Written problem:
Report every line in the items below that contains the word "structure", copying each such line in full. Matches must have the same case.

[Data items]
+ + + +
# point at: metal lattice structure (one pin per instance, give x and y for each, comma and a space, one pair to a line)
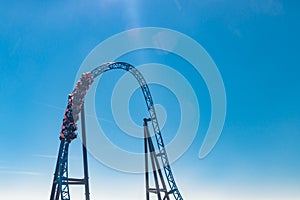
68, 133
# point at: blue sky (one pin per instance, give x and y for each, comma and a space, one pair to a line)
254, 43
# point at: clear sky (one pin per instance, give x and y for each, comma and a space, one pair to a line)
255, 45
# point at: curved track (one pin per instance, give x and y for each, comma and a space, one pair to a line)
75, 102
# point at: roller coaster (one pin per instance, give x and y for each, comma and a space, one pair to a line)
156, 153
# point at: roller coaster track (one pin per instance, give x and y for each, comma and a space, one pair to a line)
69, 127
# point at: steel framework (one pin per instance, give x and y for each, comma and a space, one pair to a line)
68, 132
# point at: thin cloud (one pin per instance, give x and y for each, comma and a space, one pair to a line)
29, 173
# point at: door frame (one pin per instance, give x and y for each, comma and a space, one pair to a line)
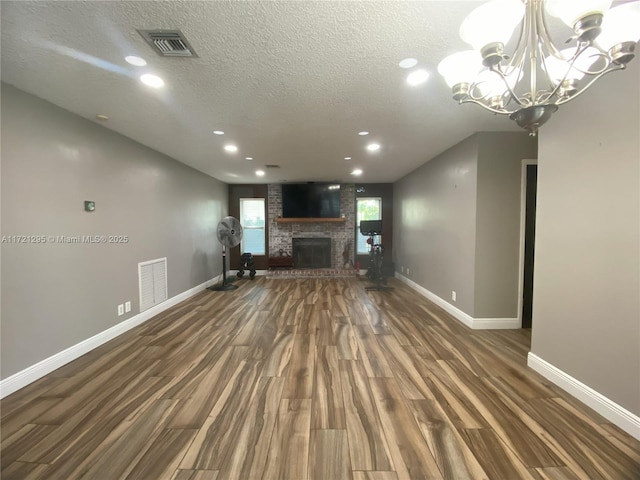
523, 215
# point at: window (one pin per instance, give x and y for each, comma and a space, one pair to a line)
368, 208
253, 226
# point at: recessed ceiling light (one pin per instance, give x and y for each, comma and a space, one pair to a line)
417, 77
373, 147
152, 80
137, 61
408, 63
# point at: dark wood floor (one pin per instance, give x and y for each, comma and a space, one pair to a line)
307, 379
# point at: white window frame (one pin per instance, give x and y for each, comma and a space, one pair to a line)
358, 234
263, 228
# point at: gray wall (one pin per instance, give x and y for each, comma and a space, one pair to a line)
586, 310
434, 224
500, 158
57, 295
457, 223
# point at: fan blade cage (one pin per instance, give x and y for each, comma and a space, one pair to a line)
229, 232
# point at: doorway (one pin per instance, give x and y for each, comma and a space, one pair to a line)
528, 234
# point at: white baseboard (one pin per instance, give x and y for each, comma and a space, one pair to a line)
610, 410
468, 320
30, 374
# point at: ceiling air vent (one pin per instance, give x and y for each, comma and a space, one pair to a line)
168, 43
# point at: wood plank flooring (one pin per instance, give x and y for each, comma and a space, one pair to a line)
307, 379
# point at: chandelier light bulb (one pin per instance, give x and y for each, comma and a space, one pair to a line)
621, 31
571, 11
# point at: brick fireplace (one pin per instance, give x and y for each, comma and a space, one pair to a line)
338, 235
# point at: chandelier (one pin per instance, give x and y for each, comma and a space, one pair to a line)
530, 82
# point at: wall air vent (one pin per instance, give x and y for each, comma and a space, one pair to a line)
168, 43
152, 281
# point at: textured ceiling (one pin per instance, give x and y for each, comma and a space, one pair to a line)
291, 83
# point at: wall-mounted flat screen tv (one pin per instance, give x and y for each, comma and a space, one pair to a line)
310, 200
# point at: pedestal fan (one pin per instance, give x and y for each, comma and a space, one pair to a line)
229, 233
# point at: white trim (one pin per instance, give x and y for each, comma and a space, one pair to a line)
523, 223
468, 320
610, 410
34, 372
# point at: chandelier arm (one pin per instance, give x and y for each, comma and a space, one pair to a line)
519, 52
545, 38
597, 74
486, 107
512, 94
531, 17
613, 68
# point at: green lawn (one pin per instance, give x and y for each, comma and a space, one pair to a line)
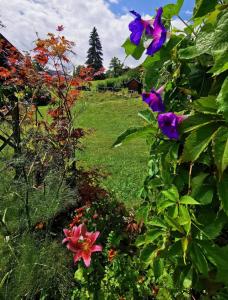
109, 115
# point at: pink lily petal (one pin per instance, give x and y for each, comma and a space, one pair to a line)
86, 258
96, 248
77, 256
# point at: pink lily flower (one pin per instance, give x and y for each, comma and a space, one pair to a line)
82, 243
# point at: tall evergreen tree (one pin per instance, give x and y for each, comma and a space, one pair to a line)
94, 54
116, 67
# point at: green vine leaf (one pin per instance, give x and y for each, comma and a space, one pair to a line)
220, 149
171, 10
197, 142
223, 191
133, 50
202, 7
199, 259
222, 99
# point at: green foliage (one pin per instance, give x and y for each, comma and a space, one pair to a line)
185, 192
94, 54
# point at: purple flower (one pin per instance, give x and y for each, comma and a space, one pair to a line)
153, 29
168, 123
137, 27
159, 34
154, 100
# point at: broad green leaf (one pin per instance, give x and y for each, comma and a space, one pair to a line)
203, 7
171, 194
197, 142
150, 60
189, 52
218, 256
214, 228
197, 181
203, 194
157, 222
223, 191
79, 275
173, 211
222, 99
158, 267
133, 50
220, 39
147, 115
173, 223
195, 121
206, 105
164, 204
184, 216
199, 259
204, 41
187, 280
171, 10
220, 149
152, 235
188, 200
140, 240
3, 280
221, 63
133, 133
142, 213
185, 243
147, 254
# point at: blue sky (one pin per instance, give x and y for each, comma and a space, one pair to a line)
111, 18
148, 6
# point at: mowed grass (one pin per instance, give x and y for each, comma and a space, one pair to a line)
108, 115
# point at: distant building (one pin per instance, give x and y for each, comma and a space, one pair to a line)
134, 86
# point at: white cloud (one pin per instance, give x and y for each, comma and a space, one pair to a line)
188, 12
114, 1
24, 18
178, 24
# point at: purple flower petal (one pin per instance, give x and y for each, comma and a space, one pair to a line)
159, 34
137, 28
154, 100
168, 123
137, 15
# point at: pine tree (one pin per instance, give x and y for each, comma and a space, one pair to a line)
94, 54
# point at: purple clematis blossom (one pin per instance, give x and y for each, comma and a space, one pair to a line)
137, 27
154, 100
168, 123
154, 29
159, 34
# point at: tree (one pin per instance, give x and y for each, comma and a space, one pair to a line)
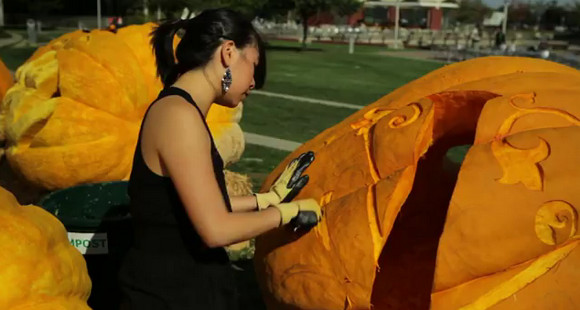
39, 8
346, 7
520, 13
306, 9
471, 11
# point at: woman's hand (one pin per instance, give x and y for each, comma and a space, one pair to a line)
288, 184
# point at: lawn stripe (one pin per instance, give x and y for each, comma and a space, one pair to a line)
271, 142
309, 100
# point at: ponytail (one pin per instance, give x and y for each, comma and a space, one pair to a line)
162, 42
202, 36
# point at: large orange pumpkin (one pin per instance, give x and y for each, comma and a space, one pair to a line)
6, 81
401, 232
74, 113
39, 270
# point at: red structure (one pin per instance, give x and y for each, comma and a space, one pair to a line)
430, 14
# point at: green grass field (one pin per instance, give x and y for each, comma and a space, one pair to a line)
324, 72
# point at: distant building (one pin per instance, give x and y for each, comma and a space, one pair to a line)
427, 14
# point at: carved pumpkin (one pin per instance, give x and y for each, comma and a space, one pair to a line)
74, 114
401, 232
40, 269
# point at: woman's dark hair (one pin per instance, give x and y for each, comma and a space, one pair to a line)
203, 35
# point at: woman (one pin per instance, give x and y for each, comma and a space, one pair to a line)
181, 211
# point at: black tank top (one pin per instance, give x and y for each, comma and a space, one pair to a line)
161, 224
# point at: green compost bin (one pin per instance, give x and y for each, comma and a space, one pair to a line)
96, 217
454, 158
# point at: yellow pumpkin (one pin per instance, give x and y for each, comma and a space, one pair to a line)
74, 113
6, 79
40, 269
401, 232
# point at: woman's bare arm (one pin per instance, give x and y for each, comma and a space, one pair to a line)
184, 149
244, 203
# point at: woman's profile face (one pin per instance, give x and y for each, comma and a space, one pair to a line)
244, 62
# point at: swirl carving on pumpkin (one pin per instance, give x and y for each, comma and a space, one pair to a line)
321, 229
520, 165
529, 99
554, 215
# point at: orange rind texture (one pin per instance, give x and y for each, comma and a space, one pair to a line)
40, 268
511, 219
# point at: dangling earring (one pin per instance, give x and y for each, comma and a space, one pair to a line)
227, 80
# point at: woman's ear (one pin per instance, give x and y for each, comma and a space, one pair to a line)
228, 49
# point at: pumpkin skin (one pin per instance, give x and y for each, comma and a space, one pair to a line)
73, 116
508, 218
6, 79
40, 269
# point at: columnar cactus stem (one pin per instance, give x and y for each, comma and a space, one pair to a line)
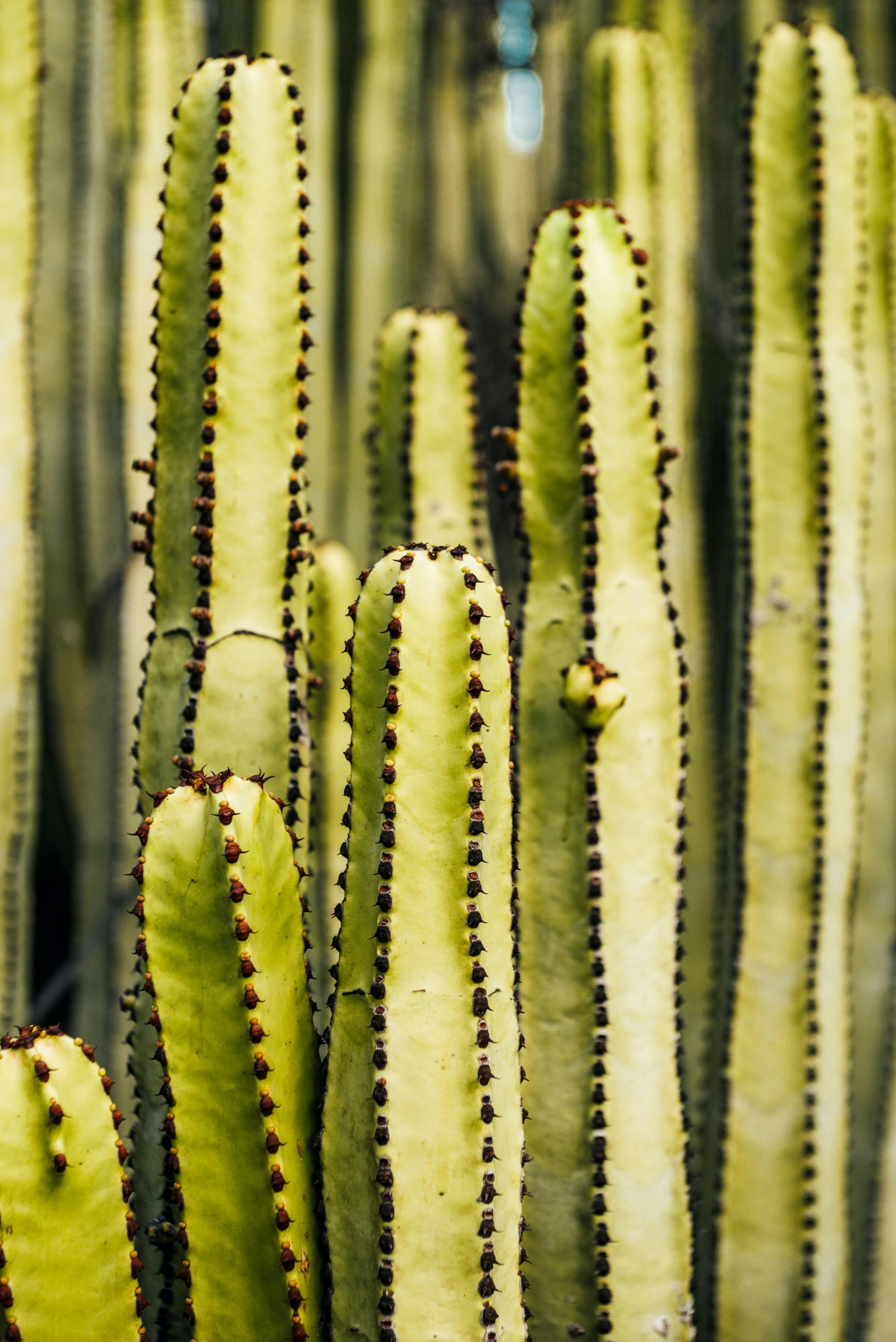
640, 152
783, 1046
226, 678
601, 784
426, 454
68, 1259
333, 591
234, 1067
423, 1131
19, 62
+ + + +
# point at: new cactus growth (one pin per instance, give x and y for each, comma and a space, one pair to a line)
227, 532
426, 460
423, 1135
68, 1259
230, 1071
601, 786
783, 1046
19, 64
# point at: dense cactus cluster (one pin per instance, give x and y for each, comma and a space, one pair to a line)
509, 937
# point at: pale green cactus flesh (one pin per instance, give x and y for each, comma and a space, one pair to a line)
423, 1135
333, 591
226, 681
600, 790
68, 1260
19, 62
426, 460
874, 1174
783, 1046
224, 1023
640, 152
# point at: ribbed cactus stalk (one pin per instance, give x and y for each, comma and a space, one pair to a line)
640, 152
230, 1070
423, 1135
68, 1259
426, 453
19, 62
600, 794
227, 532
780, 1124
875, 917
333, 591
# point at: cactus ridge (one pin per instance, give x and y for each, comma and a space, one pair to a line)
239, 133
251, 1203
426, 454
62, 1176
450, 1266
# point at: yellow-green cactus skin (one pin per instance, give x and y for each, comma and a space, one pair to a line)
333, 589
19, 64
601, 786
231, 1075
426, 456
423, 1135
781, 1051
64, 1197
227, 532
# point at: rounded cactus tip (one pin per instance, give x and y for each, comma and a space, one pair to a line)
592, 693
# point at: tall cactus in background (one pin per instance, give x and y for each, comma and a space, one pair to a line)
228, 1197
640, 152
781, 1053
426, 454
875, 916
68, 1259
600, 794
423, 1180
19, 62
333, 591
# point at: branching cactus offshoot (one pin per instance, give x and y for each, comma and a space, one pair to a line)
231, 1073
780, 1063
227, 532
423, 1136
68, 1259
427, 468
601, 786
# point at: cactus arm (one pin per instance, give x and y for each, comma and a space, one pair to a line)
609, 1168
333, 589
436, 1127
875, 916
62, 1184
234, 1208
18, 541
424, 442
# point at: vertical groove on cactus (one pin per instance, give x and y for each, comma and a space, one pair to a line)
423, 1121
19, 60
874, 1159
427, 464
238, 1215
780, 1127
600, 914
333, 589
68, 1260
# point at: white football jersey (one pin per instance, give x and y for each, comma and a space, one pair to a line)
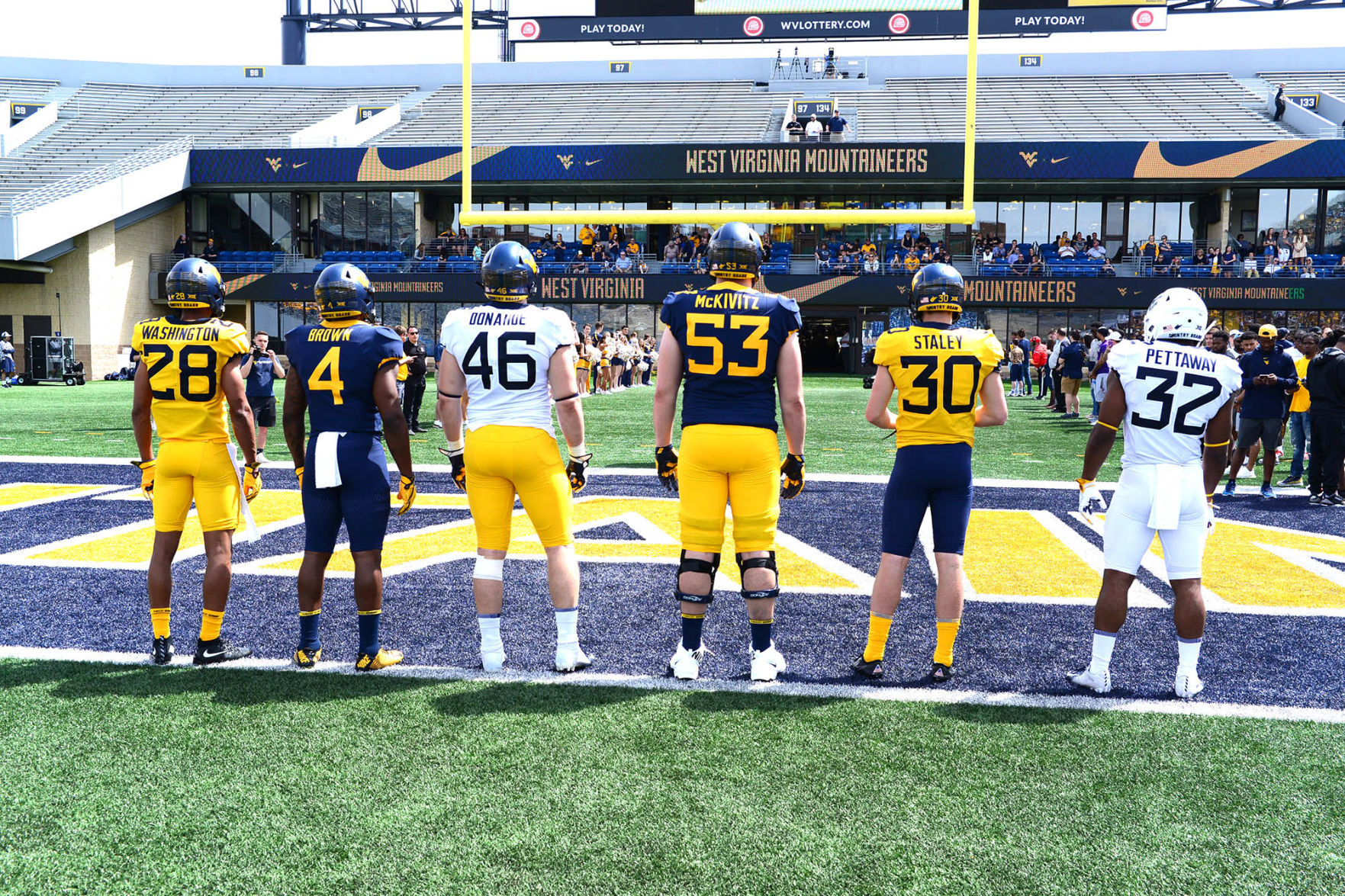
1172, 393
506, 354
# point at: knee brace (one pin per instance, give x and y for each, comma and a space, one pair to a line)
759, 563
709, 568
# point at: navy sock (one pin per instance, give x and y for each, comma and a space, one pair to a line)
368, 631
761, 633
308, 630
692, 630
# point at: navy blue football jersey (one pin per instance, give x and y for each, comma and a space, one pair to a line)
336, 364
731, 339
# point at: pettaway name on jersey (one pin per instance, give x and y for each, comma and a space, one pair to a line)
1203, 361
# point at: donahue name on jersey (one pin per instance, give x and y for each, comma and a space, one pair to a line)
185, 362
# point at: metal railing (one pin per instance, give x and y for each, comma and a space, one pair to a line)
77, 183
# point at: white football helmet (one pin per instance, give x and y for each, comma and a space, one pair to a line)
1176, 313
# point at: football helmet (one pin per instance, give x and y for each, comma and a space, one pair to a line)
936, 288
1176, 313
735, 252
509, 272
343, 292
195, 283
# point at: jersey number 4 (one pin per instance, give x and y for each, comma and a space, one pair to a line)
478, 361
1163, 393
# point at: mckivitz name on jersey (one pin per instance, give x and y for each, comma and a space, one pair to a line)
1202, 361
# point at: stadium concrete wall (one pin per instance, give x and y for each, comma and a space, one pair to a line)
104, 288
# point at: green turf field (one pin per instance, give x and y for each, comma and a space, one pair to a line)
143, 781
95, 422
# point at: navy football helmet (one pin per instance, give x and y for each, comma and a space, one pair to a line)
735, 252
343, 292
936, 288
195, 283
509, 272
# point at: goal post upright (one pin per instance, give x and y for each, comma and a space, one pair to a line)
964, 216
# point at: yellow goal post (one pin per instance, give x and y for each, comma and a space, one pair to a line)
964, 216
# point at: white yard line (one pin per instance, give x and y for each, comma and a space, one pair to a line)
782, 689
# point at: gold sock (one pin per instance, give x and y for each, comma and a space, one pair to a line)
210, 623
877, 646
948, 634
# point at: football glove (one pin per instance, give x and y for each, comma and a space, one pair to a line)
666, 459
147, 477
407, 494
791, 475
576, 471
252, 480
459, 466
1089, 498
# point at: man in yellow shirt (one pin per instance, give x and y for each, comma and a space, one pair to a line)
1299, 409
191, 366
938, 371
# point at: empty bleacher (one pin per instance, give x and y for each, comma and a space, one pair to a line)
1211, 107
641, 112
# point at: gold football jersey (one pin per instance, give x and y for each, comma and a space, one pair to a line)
+ + + +
Final result:
# point at: metal lattice structure (one pin per instance, give x and y for each, comma and a space, one pair to a line)
# point at: red structure (one pin per instance, give x and y for each, comma and a space, one pair to a line)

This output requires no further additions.